(Coordinate labeling data)
------------------------------------------------

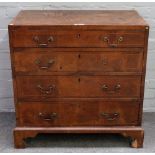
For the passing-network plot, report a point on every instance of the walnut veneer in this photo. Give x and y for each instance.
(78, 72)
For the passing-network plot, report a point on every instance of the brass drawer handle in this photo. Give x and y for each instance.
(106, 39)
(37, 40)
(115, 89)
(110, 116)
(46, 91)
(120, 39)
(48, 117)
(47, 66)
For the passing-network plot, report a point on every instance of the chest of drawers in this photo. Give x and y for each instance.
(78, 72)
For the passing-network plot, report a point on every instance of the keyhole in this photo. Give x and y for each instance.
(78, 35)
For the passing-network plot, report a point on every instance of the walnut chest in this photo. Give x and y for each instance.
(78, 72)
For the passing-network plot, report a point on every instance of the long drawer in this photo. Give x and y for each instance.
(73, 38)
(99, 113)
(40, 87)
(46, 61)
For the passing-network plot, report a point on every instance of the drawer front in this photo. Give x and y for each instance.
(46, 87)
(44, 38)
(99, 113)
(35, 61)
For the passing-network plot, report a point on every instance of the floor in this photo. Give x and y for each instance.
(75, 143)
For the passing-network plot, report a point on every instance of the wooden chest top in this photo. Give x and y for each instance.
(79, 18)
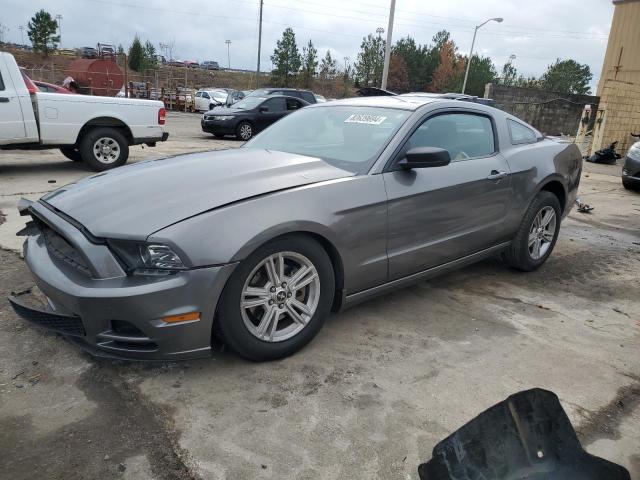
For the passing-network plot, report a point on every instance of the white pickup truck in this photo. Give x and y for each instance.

------------------------------------------------

# Exercise description
Turn all of the entries above into a numbered list with no blank lines, and leave the pictures out.

# Result of the exercise
1. For the passing-network plot, report a point on every instance of the walnut veneer in this photo. Give x and y for each instance.
2. (78, 72)
3. For the passing-network plot, report a point on every instance of the brass drawer handle in this photo. Give x and y for each instance.
4. (106, 39)
5. (37, 40)
6. (115, 89)
7. (110, 116)
8. (46, 91)
9. (120, 39)
10. (48, 117)
11. (47, 66)
12. For the passing-network plot, report a point on every instance of the chest of drawers in this photo. Give x and y for each instance.
13. (78, 72)
14. For the passing-network plot, report a point on every instance of the keyhole in this photo. Give x and y for each instance.
15. (78, 35)
16. For the passing-network plot, report a point on every instance of the walnut chest in this photo. Give x and y for each instance.
17. (78, 72)
18. For the passing-network plot, report a point on every instance of the long drawer in this photo. Give x and y for each instance.
19. (73, 38)
20. (99, 113)
21. (40, 87)
22. (46, 61)
23. For the passing-network plot, report a point on every instance of the drawer front in this photo. Give x and y for each instance.
24. (46, 87)
25. (44, 38)
26. (99, 113)
27. (35, 61)
28. For the passing-network plot, report a point on every instance of the floor in this photo. Give x and y for each instance.
29. (75, 143)
30. For the passing-network plot, report a point on every instance of the wooden chest top in this photo. Give x and y for each instance.
31. (79, 18)
32. For the passing-network plot, report a point on every instance of the white pickup truck in this photo. Give x and y for each instance.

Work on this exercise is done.